• _TUGAS_: Tulis ulang semua baris di bawah ini dan tukar setiap "wooden" dengan "timber". Bagian lainnya jangan diubah.

****************

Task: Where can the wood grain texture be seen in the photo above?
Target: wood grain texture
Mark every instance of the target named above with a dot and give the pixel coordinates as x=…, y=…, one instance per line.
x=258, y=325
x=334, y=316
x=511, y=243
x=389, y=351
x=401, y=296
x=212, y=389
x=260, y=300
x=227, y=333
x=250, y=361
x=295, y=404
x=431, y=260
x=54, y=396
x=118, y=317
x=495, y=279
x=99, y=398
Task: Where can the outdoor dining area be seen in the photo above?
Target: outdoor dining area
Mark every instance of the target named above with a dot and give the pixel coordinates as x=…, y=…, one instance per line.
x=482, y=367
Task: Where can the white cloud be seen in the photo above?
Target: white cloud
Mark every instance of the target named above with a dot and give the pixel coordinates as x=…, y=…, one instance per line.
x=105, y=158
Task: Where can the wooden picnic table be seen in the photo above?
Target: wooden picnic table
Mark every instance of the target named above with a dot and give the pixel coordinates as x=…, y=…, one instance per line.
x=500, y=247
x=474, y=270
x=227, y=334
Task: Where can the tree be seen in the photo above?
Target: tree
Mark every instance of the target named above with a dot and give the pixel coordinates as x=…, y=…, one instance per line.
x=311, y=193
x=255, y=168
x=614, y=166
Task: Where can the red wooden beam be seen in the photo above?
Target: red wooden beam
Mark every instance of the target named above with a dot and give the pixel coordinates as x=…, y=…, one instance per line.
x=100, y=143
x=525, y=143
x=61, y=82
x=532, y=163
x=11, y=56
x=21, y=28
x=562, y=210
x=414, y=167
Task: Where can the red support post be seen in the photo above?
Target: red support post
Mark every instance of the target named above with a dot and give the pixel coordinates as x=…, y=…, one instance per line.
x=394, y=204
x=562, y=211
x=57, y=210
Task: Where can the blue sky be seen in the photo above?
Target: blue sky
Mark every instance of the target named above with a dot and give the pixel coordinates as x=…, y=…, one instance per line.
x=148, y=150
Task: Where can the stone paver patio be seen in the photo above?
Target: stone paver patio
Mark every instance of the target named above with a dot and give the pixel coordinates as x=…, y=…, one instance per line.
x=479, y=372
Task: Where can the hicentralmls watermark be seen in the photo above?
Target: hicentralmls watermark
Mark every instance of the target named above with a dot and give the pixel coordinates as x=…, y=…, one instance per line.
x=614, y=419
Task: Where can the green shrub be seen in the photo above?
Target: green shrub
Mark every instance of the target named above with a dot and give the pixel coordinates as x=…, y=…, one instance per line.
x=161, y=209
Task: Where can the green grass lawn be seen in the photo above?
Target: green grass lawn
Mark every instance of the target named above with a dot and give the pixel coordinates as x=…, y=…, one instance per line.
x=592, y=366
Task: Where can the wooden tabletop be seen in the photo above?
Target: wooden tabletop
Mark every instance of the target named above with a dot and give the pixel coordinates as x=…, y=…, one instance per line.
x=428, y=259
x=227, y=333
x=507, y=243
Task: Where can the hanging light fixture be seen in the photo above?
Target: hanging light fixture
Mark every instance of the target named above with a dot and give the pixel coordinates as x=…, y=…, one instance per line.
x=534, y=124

****************

• _JAWABAN_:
Task: Where can the wood grain texture be seen in the photo above?
Target: wood grain texture
Mark every instance of the target named above with a dot and give the pixel coordinates as x=…, y=…, one instance per line.
x=258, y=325
x=334, y=316
x=511, y=243
x=389, y=351
x=401, y=296
x=212, y=389
x=260, y=300
x=227, y=333
x=250, y=361
x=295, y=404
x=431, y=260
x=54, y=396
x=118, y=317
x=495, y=279
x=99, y=398
Task: Where can the outdoor dining area be seen in the photo above?
Target: outdoor dining area
Mark every instance of the target named above with a dot and give the pixel coordinates as x=…, y=…, one instance per line.
x=482, y=367
Task: Where can the white cloud be seen in the photo above?
Target: white cloud
Mark every instance of the target named above with a dot and give the pixel coordinates as x=…, y=…, one instance per line.
x=105, y=158
Task: Where can the timber picnic table be seen in the photo above?
Target: timber picnic table
Mark every instance of the target named above with a dot and give the pixel coordinates as x=…, y=…, one instance per line.
x=500, y=247
x=474, y=270
x=227, y=334
Task: Where can the tree be seen in the photo above?
Target: tree
Mark every instance of the target named above with a dot and give the pixel coordinates as x=…, y=…, one instance per line.
x=311, y=193
x=255, y=168
x=614, y=166
Task: Where can the red timber beam be seen in the photo above?
Target: red timber beam
Mark every instance of the target named above with a dot and give the pixel coordinates as x=…, y=…, one instance per line.
x=100, y=143
x=525, y=143
x=61, y=82
x=532, y=163
x=11, y=56
x=21, y=28
x=562, y=210
x=414, y=167
Task: Where can the red support post be seen in the photo above?
Target: red support post
Mark every instance of the target named above with a dot and give the pixel coordinates as x=…, y=…, one instance per line.
x=394, y=204
x=562, y=211
x=57, y=210
Task: Where can the blue sky be seen in the photo above?
Target: blue sky
Mark every instance of the target named above with a dot and give the pixel coordinates as x=…, y=…, one instance per line.
x=148, y=150
Task: Where can the stone paver patio be seen in the photo above?
Target: stone paver patio
Mark every instance of the target named above with a dot and give the pixel coordinates as x=…, y=…, one instance per line.
x=479, y=372
Task: Where can the hicentralmls watermark be seen in the photo above?
Target: hicentralmls watermark
Mark every instance of the target named above with a dot and give the pixel coordinates as x=…, y=…, one instance per line.
x=614, y=419
Task: Where can the green shrub be seen in the photo above?
Target: green shrub
Mark every instance of the target named above with a dot and give the pixel coordinates as x=…, y=…, one instance per line.
x=161, y=209
Task: Where can the green grass lawn be seen in the photo above?
Target: green grass lawn
Mark every instance of the target named above with a dot and give the pixel coordinates as x=…, y=…, one instance per line.
x=592, y=366
Task: Where can the timber tabletop be seen in the photo above?
Target: timber tabletop
Mark every instance of the target named above with a dot and give the pixel coordinates as x=…, y=…, one instance per line.
x=428, y=259
x=227, y=333
x=507, y=243
Task: Where can the hanging light fixture be seen in the photo above?
Target: hanging light fixture
Mark every instance of the target named above with a dot and give the pixel coordinates as x=…, y=…, one instance per line.
x=534, y=124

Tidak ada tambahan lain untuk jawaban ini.